DOCUMENT EXCERPT:
The pools were simulated corresponding to the conditions depicted in Figure 1 and with equal numbers of match/mismatch pairs. For example, in the unimodal condition, we simulated two cases: match (V1–V1) and mismatch (V1–V2). Because the network is symmetric, we did not distinguish between the visual and the auditory regime. We simulated five conditions: unimodal, bimodal, cross-modal, concordant, and discordant, analogously to the behavioral experiments. For the discordant condition, we only simulated match trials because mismatch trials were omitted in the behavioral experiments (see above).
To implement a measure for matching stimuli in the paradigm, we compared the end of the delay period and the end of the match period (as indicated by the gray bars in Figure 3). We counted a trial as a match when the presentation of the match stimulus slightly increased the firing rate of the pool associated with the sample stimulus, that is, if the average firing rate of period P2 was higher than the one of period P1 (Figure 3). The selective pool should already be activated at a high level due to the presentation of the sample. We counted a trial as a mismatch if the firing rate in period P2 was lower than in period P1 or the difference between the two periods was very high (above 50 Hz). This indicates that the pool associated with the sample stimulus was not activated before and, therefore, no matching could occur. This might occur due to an altered perception (such as in the integration paradigm). If a mismatch stimulus is presented, the activity will decrease slightly because activation of another population will cause an indirect inhibition. We simulated for each condition 100 match and 100 mismatch trials.
In the following we first will briefly describe the results of Schmid and Ziegler (2006), before we present the new behavioral results of the integration paradigm.

REQUIRED TASKS:
[a] In the match/mismatch simulation text, how many trials were simulated for each condition?
[b] Write the next part of the match/mismatch simulation text, picking up after its final sentence.
The rows aren't needed for anything here.

STORED DATA:
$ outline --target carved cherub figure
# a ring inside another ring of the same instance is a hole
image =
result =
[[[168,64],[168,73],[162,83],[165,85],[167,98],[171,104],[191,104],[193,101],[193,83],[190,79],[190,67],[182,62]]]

RESULTS FOR EACH TASK:
[a] 100 match trials and 100 mismatch trials.

[b]
Figure 4A shows mean error rates for the different conditions of the behavioral study. In the unimodal conditions (results for the auditory and the visual conditions are collapsed) and the bimodal condition, error rates for nonspeech and speech stimuli were largely comparable. However, in the cross-modal processing, a significant difference between speech and nonspeech oral gestures was found: Although participants obviously hardly had any problems deciding if a heard speech sound matched a seen speech gesture (3.9% errors), they showed high error rates in the corresponding nonspeech task (23.5% errors). Hence, the most pre-eminent result of this experiment was a notable deterioration in the cross-modal, nonspeech condition.
Beyond these experiments, two new conditions were introduced to investigate the integration of auditory and visual information (cf. Figure 1). These were first investigated in simulations and then confirmed by the experimental data. In a concordant condition, in which a natural bimodal sample stimulus was compared to a unimodal match stimulus, low error rates occurred (speech: 2.9% errors, nonspeech: 1.7%; reaction times: speech: 1732 msec [SD ±126 msec], nonspeech: 1812 msec [SD ±184 msec]). In the corresponding discordant condition, the visual and the auditory components of the bimodal sample stimulus represented different sound/gesture categories. In this condition, mismatch responses (which are referred to as “errors” here) indicate successful integration of auditory and visual information within the sample stimulus. Although in the nonspeech domain 9.6% mismatch responses occurred, the rate of mismatch decisions in the speech domain amounted to 29.2% (see Figure 4A). These are significantly different (Wilcoxon signed-rank test, p < .01). The reaction times were 1905 msec [SD ±170 msec] for the speech condition and 1908 msec [SD ±194 msec] for the nonspeech condition.
In the modeling work we hypothesize a mechanism based on a neurodynamical model, which could explain the experimental patterns described above. In particular, we suggest that the intermodule connection strength between the auditory and visual populations plays a key role.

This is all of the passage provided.